◆ Task to carry out
Reproduce, word for word, the part of the NBA statistics post that runs from "1. The best" up to and including "then Kevin Durant.".

◆ Text section
------------------------------------------------------------

Rebounds and Rings: Thoughts and observations (a rant?) from 20 years as an NBA fanatic - with assistance from BeautifulSoup, Pandas, MatplotLib and Altair

November 15, 2021

I love basketball and I love the NBA. I think what I like most about the league is the competitive meritocracy where a player from virtually anywhere can succeed as long as he can play -- it is a make or miss league. Case in point, for the first 18 years of his life, Giannis Antetokounmpo, who was born in Greece the son of Nigerian parents, grew up poor, sometimes homeless, and effectively stateless due to Greek nationality laws concerning how he came to Greece. Now at the age of 26, Giannis, who stands 6'11" with a 7 foot wing span, is a 2-time MVP, perennial All-Star and most recently he scored 50 points in the deciding game to clinch the championship for the 2021 season. Amazing - all he needed was a ball and a hoop.

For the past 20 years I have devoured the NBA and watched most Boston Celtics games over the time period (20 seasons at 82 games per season is 1,640 games), and even purchased season's tickets for the 2013-2015 Celtics seasons (43 home games per season). So yes, I love basketball. Python proved extremely useful for analyzing how the league has changed since 2000 when I watched my first Celtics game on tv.

Before diving in you should know that much of the ranking analysis relies on using the Game Score metric, which is derived to standardize across all games, and provides a single measurement of a player's productivity for a single game. The metric is standardized such that a total of 40 points would be considered an outstanding performance, whereas 10 points is an average performance. **The formula for Game Score is: 'PTS + 0.4 * FG - 0.7 * FGA - 0.4*(FTA - FT) + 0.7 * ORB + 0.3 * DRB + STL + 0.7 * AST + 0.7 * BLK - 0.4 * PF - TOV'.

game-score-plot
game-score-scatter
Player game scores for all games played since 2000 (n=230,326); the increased importance of the 3 point shot, as indicated by red, is apparent in what can only be reffered to as the "Steph Curry effect"

The Dataset

See below for scorching hot takes:

  1. The best individual game during the past 20 years came from Kobe Bryant (Rest in Peace) in the 2006 season, when he scored 81 points, the 2nd highest in league history, to beat the Toronto Raptors. The next best game was a 60 point triple-double by James Harden, followed by a 70 point game by Devin Booker (the 3rd most points in a single game of all time).
  2. top-5-games
    The top 5 individual efforts since 2000
  3. The best player over the time period spanning from 2000-2021, purely looking at statistics and excluding the postseason, was LeBron James, followed next by Kevin Durant and then James Harden. When using a cumulative +/- method, the best players was Tim Duncan, followed by LeBron James, Stephen Curry, Chris Paul and then Kevin Durant.

------------------------------------------------------------

◆ Information supplied
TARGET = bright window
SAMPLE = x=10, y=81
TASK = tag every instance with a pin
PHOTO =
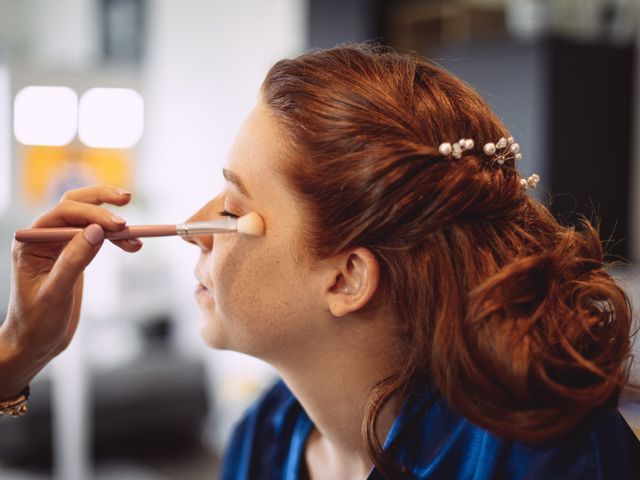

------------------------------------------------------------

◆ Expected answer
1. The best individual game during the past 20 years came from Kobe Bryant (Rest in Peace) in the 2006 season, when he scored 81 points, the 2nd highest in league history, to beat the Toronto Raptors. The next best game was a 60 point triple-double by James Harden, followed by a 70 point game by Devin Booker (the 3rd most points in a single game of all time).
  2. top-5-games
    The top 5 individual efforts since 2000
  3. The best player over the time period spanning from 2000-2021, purely looking at statistics and excluding the postseason, was LeBron James, followed next by Kevin Durant and then James Harden. When using a cumulative +/- method, the best players was Tim Duncan, followed by LeBron James, Stephen Curry, Chris Paul and then Kevin Durant.